■ Work to complete:
Swap "instance" for "object" throughout the records and change nothing else. Leave the pictures out of your answer.
Start of Records to use
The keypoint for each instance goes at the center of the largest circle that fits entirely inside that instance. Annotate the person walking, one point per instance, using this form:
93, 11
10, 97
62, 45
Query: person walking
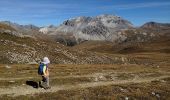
End of Records to use
■ Response to this exercise:
The keypoint for each object goes at the center of the largest circle that fits entirely inside that object. Annotate the person walking, one point per object, using this form:
93, 11
10, 97
62, 45
Query: person walking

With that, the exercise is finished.